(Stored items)
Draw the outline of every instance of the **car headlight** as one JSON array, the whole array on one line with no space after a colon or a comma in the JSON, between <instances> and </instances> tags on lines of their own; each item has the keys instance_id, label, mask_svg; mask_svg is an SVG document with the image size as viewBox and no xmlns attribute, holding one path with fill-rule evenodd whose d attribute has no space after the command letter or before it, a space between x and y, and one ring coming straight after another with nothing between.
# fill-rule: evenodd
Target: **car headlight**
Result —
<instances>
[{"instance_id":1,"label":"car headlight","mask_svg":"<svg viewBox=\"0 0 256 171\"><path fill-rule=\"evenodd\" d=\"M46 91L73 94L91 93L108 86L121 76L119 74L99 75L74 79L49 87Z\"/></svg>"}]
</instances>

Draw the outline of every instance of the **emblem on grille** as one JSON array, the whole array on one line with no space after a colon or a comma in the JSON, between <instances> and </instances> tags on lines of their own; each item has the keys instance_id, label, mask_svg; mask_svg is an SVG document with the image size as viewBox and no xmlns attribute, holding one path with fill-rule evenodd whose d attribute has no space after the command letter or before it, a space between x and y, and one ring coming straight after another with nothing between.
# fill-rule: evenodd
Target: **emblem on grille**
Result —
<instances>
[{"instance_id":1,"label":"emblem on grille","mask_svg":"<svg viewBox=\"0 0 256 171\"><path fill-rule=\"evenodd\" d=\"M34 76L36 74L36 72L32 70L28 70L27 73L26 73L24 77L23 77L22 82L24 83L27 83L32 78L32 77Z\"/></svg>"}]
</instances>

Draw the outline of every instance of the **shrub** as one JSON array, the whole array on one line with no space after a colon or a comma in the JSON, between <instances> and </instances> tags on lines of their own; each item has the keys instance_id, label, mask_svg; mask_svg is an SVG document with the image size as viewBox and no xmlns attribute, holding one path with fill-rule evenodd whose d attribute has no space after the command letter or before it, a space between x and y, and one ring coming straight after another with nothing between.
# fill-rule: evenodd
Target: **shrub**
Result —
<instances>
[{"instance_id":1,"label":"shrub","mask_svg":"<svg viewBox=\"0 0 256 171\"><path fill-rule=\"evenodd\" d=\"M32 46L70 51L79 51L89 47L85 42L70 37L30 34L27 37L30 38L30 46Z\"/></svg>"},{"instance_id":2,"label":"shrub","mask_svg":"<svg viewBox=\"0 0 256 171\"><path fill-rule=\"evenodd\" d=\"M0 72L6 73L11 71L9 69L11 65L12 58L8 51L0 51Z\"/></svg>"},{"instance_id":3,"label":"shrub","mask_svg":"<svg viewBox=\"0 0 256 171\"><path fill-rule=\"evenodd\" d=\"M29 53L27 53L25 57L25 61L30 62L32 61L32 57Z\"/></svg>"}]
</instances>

**Work instructions**
Each line of the material should be echoed exactly.

**Problem solution**
Draw the outline of every instance of the **car headlight** as one JSON array, the whole array on one line with no space after a colon or a comma in the JSON, between <instances> and </instances> tags on lines of their own; each item has the keys instance_id, label, mask_svg; mask_svg is an SVG document with the image size as viewBox and no xmlns attribute, holding one path with fill-rule evenodd whose d attribute has no space after the command letter or before it, a space between x and y, and one ring coming straight after another with nothing between.
# fill-rule: evenodd
Target: **car headlight**
Result —
<instances>
[{"instance_id":1,"label":"car headlight","mask_svg":"<svg viewBox=\"0 0 256 171\"><path fill-rule=\"evenodd\" d=\"M46 91L73 94L91 93L108 86L121 76L119 74L99 75L74 79L49 87Z\"/></svg>"}]
</instances>

Draw the outline of every instance of the **emblem on grille** as one JSON array, the whole array on one line with no space after a colon or a comma in the JSON, between <instances> and </instances> tags on lines of their own; each item has the keys instance_id, label, mask_svg; mask_svg is an SVG document with the image size as viewBox and no xmlns attribute, holding one path with fill-rule evenodd whose d attribute has no space after the command letter or before it, a space between x and y, and one ring coming straight after another with nothing between.
# fill-rule: evenodd
Target: **emblem on grille**
Result —
<instances>
[{"instance_id":1,"label":"emblem on grille","mask_svg":"<svg viewBox=\"0 0 256 171\"><path fill-rule=\"evenodd\" d=\"M34 76L36 74L36 72L32 70L28 70L27 73L26 73L24 77L23 77L22 82L24 83L27 83L32 78L32 77Z\"/></svg>"}]
</instances>

Draw the outline of every instance of the **shrub** as one JSON array, the whole array on one line with no space after a colon or a comma in the JSON, between <instances> and </instances> tags on lines of their own; each item has the keys instance_id, label, mask_svg; mask_svg is an SVG document with the image size as viewBox and no xmlns attribute, holding one path with fill-rule evenodd whose d attribute has no space after the command letter or before it, a space between x and y, and one ring coming straight after another with nothing between.
# fill-rule: evenodd
Target: **shrub**
Result —
<instances>
[{"instance_id":1,"label":"shrub","mask_svg":"<svg viewBox=\"0 0 256 171\"><path fill-rule=\"evenodd\" d=\"M32 46L70 51L79 51L89 47L85 42L70 37L30 34L27 37L30 38L30 46Z\"/></svg>"},{"instance_id":2,"label":"shrub","mask_svg":"<svg viewBox=\"0 0 256 171\"><path fill-rule=\"evenodd\" d=\"M0 72L6 73L11 71L9 69L11 65L12 58L8 51L0 51Z\"/></svg>"},{"instance_id":3,"label":"shrub","mask_svg":"<svg viewBox=\"0 0 256 171\"><path fill-rule=\"evenodd\" d=\"M29 53L27 53L25 57L25 61L30 62L32 61L32 57Z\"/></svg>"}]
</instances>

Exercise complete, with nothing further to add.